**WORK TO DO:**
Extract each line of the rows below that contains the string "this". Case is significant.

**INFORMATION SHOWN:**
★ ★ ★

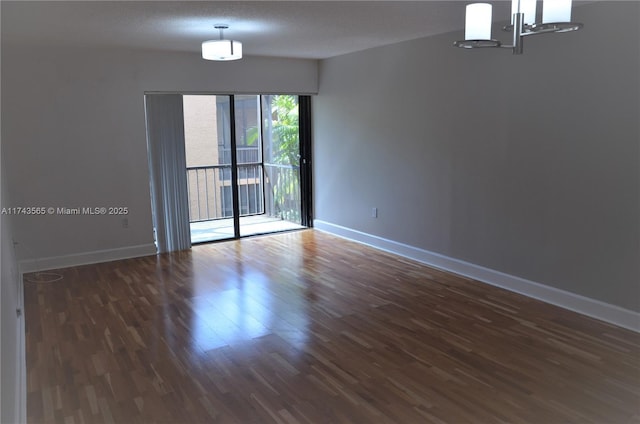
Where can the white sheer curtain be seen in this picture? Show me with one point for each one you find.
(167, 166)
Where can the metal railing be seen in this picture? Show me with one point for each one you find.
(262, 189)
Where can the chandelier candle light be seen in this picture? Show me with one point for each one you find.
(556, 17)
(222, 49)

★ ★ ★

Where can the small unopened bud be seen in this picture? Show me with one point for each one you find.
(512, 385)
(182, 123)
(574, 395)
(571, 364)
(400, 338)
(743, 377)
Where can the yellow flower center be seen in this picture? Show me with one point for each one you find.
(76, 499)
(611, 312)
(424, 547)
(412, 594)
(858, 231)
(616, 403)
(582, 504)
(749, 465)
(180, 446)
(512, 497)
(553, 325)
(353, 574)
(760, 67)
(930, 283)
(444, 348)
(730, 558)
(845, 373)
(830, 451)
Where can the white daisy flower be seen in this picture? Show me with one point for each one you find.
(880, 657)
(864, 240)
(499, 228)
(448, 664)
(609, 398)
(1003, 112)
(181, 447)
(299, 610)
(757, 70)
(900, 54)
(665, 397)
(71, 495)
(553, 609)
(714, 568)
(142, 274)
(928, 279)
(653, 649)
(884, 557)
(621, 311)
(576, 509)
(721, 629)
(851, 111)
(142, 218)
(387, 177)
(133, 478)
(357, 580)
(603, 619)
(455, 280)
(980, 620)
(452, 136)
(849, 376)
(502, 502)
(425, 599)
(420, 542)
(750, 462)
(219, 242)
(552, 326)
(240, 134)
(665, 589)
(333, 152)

★ ★ ★

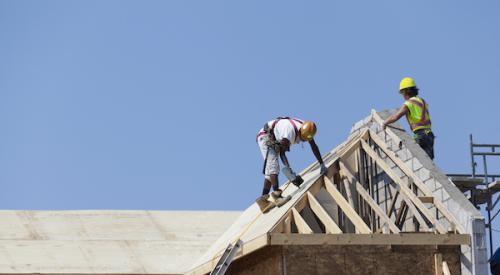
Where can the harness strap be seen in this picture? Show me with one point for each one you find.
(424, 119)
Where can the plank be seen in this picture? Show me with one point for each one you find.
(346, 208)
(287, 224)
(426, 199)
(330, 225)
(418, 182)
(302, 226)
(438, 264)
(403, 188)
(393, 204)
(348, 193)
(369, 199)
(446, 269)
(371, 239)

★ ★ ★

**WRITTEN ANSWER:**
Where can the white sheer curtain be seen in this picture? Show me with one point for each one you find.
Where can the metal railing be seen in this picture? Show me with one point for each one you find.
Where can the chandelier candle light be seen in this picture? Show me with one point for each one you find.
Where can the small unopened bud be seen in this picture? Show me with one point for each one you find.
Where can the yellow flower center be seen in this picture? Show me with one point for each one you find.
Where can the white daisy flower be seen in this picture? Show me with one point for each one you find.
Where can the harness strap be seen in this picture? Show me with one point for each one you find.
Where can the plank be seen in this picture? Show me with one point for each one you find.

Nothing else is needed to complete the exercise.